Work to be completed
What you should give back is every line from the one containing "the man's right" through the last line of the records below, word for word and without pictures.

Top of Provided records

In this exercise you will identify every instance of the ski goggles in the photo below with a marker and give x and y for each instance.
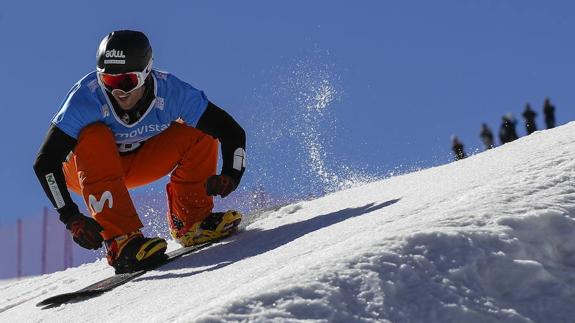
(125, 82)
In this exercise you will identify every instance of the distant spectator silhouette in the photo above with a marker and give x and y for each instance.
(486, 136)
(457, 148)
(529, 116)
(549, 111)
(507, 131)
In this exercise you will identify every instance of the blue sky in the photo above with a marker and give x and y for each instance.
(401, 77)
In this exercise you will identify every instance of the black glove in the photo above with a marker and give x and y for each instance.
(85, 231)
(220, 185)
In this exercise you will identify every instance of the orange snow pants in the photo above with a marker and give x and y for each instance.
(102, 176)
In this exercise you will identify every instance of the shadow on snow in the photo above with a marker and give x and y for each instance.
(256, 242)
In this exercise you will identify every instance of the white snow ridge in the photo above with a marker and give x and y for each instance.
(487, 239)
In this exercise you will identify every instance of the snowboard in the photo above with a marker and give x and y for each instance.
(112, 282)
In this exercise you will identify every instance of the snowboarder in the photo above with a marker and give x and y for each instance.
(529, 116)
(549, 111)
(486, 136)
(126, 125)
(457, 148)
(507, 131)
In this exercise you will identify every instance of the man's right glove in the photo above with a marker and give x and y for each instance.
(85, 231)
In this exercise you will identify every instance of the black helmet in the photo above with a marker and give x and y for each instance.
(124, 51)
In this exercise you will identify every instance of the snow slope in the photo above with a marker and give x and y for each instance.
(487, 239)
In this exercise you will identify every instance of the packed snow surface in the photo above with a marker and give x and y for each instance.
(487, 239)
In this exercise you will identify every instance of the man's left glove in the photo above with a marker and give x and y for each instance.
(220, 185)
(85, 231)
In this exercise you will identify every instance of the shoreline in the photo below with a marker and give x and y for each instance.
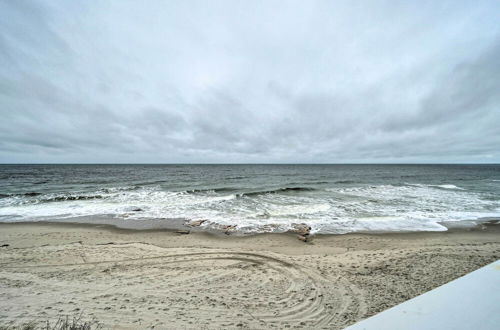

Bottom of Provided records

Written solution
In this exercise you will identify every instance of the man's right glove in the photo above with a marker and give x and y for each instance.
(85, 231)
In this exercise you will identify every instance of the black helmet in the photo above with a marker and give x and y for each instance.
(124, 51)
In this exercise you will identify every instance of the snow slope in the photo above with a marker and give x and y for each instance.
(487, 239)
In this exercise you will identify every instance of the packed snow surface in the photo above with a marker and give x and y for each instance.
(487, 239)
In this exercise you will identify every instance of the man's left glove in the photo above with a marker and give x and y for each instance.
(220, 185)
(85, 231)
In this exercise you will identify every instance of the shoreline in the photo below with a marker and give x and y for each instance.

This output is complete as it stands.